Quote each line exactly, from the line that contains "[tag] one dot per instance, sample [699,478]." down to the last line of the listing, and no other lines.

**** SUPPLIED RECORDS

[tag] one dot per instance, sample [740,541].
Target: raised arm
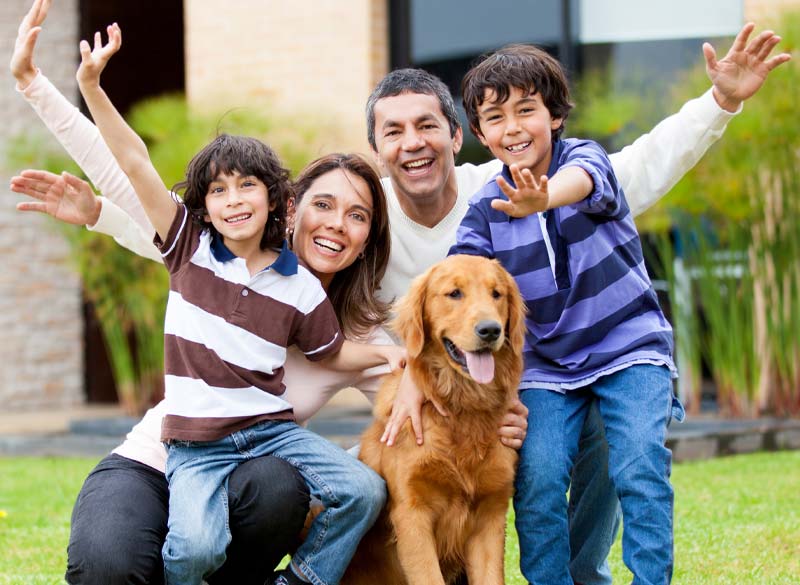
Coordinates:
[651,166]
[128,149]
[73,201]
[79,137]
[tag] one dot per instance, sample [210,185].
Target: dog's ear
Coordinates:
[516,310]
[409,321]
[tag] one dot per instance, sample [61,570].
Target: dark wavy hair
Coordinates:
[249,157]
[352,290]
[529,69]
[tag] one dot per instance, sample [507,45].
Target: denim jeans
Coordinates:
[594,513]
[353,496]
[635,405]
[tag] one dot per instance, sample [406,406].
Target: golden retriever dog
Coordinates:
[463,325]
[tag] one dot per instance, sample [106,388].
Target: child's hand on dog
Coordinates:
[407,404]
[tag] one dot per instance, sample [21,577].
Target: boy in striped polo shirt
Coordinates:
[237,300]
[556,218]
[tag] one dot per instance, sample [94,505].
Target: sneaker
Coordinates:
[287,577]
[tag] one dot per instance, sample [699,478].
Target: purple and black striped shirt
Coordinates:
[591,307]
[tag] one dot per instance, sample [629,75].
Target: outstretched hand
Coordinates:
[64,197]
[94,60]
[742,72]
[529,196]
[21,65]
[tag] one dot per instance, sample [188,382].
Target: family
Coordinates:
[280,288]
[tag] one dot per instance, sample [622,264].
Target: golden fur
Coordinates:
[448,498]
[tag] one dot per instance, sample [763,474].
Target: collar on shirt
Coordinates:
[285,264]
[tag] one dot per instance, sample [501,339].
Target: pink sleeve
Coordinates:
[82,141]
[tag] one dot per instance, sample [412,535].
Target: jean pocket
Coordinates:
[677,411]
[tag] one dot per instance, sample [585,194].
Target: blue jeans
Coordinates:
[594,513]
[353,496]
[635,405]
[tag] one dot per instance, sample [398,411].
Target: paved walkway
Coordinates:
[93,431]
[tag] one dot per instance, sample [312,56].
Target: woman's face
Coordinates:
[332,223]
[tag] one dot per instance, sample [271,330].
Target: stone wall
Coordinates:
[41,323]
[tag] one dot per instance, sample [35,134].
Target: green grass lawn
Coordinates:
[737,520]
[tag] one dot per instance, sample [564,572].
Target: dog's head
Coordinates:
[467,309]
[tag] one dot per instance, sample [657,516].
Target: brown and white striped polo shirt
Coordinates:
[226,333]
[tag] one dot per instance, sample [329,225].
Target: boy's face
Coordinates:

********

**COMPLETE RESPONSE**
[tag] one dot per instance, sample [699,478].
Target: purple and black striped shirt
Coordinates:
[591,307]
[tag] one dot per instance, sample [629,75].
Target: outstretched hand
Coordinates:
[64,197]
[94,60]
[742,72]
[529,196]
[21,65]
[tag] one dot per instance, sample [188,382].
Target: family
Coordinates:
[280,288]
[tag] one dot per instance, sample [622,264].
Target: golden fur
Coordinates:
[448,498]
[tag] one dot per instance, sample [763,474].
Target: collar on shirt
Coordinates:
[285,264]
[tag] one dot per instance, sample [501,339].
Target: pink sleeve
Coordinates:
[82,141]
[tag] one dot per instance, sample [412,535].
Target: jean pocket
Coordinates:
[677,411]
[tag] one dot per instance, sample [585,194].
Target: blue jeans
Coordinates:
[594,513]
[353,496]
[635,405]
[tag] one dot per instance, sample [398,411].
Target: paved walkway
Coordinates:
[93,431]
[tag] one dot per instance, sample [312,56].
Target: woman's face
Coordinates:
[332,223]
[tag] one dot per instance, sample [271,330].
Target: stone wall
Coordinates:
[41,323]
[tag] one dot per instance, sample [35,134].
Target: green grass lawn
Coordinates:
[737,520]
[tag] one dot per instance, sample [564,572].
Target: dog's head
Coordinates:
[467,309]
[tag] one dot per instance, sample [657,516].
Target: brown and white striped polo shirt
Coordinates:
[226,333]
[tag] one dot per instance, sample [329,225].
Target: boy's face
Coordinates:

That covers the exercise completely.